**Texto seleccionado**

Existía, por otro lado, un vínculo insoslayable entre Sinatra y el propio Luciano. En el mismo aeropuerto de Nápoles donde Luciano murió presuntamente de un ataque cardíaco, la policía encontró entre sus ropas solo dos cosas, un encendedor y un cuchillo. Decían: “A mi querido compañero Lucky. Su amigo en la familia. Frank Sinatra”.
Y así llegó Sinatra a Agrigento, pues quién mejor que un amigo de Luciano para decirle a los campos sicilianos que los “primos” de los Estados Unidos querían continuar el negocio de la heroína. Tal vez Sinatra haya pensado que cosa nostra era igual en todas partes, pues no. En Sicilia tenìan sus viejas tradiciones, sus modos, sus costumbres y su orgullo. Al astro de Hollywood, aún no lo habìa entendido y allí estaba, esperando por segunda vez que el viejo Don, desalineado, rústico, descortés, le diera le diera bolilla a un tipo que había perdido la costumbre de pedir permiso.
Sinatra, Don Genco y un encuentro gélido
Una hora después, vino el mismo tipo que lo había recibido con cara de pocos amigos y lo acompañó hasta un gran comedor donde había diez hombres, casi todos con bigote, con Don Genco, que estaba en mangas de camisa y tiradores. Ese momento era para decir: “Acción” y comenzar una película. En un extremo de la mesa estaba sentado Don Genco, bebiendo vino que un chico le servía de una jarra de cristal. Sinatra en ese momento era nadie, pues los presentes no le dirigieron la palabra. ¡Qué mal la estaba pasando! Lo sentaron lejos de Don Genco, que obviamente era el centro de atención.

**Tareas**
a. Indica si cada afirmación coincide con el texto sobre Sinatra y Don Genco, respondiendo sí o no y citando las palabras decisivas: (i) la policía halló entre las ropas de Luciano un encendedor y un cuchillo; (ii) en el comedor había veinte hombres; (iii) a Sinatra lo sentaron junto a Don Genco.
b. Reproduce el fragmento del texto sobre Sinatra y Don Genco desde "Sinatra, Don Genco" hasta "centro de atención.", ambos incluidos.
c. Retoma el relato sobre la visita de Sinatra a Don Genco y continúalo a partir de donde termina.
Los datos no intervienen en esto.

**Conjunto de datos**

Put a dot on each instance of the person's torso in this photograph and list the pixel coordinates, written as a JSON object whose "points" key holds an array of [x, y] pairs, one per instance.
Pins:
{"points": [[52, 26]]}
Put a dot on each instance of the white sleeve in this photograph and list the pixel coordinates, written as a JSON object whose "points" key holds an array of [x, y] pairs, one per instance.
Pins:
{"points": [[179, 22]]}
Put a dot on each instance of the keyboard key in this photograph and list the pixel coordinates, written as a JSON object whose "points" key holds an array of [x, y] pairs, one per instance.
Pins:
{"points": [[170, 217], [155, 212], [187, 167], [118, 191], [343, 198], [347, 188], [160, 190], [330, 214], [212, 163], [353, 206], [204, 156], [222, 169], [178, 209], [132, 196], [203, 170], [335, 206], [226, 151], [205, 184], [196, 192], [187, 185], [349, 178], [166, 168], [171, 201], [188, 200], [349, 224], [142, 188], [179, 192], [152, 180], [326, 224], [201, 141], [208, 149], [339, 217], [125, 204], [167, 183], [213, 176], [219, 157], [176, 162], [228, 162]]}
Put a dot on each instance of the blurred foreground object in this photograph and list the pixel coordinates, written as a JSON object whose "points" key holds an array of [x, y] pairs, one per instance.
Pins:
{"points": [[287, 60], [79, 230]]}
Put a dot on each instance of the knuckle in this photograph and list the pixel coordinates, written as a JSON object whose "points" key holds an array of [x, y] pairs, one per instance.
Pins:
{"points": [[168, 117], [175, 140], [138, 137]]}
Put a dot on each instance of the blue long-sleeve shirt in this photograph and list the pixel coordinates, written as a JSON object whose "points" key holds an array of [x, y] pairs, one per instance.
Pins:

**Resultados**
a.
(i) Sí: «la policía encontró entre sus ropas solo dos cosas, un encendedor y un cuchillo».
(ii) No: «había diez hombres».
(iii) No: «Lo sentaron lejos de Don Genco».

b.
Sinatra, Don Genco y un encuentro gélido
Una hora después, vino el mismo tipo que lo había recibido con cara de pocos amigos y lo acompañó hasta un gran comedor donde había diez hombres, casi todos con bigote, con Don Genco, que estaba en mangas de camisa y tiradores. Ese momento era para decir: “Acción” y comenzar una película. En un extremo de la mesa estaba sentado Don Genco, bebiendo vino que un chico le servía de una jarra de cristal. Sinatra en ese momento era nadie, pues los presentes no le dirigieron la palabra. ¡Qué mal la estaba pasando! Lo sentaron lejos de Don Genco, que obviamente era el centro de atención.

c.
Fueron mujeres las que pusieron delante del Padrino tres enormes soperas llenas de pasta-cicci, una sopa siciliana con carne, macarrones y garbanzos metidos en una mezcla de jugo de carne y de aceite de oliva. Don Genco pidió que le pasaran los platos para sevir él mismo la sopa a los invitados. Como el último en servirse fue el anfitrión, todos esperaron con la cuchara levantada que él metiera la suya en la sopa. No se oía absolutamente nada, solo el sorber de los comensales. Cuando los platos quedaron vacíos, los invitados sacaron sus propios cuchillos, cortaron una rebanada de pan y lo pasaban por los restos de la deliciosa sopa, ya inalcanzables para la cuchara. Sinatra no tenía cuchillo. Todos se rieron de él. Don Genco le dijo a un chico que fuera a buscar uno de la cocina y se lo diera a “Don Francesco”. Cuando el Don lo llamó de tal manera, los otros volvieron a reír. Era una broma de Don Genco, porque un hombre sin cuchillo propio no es un Don.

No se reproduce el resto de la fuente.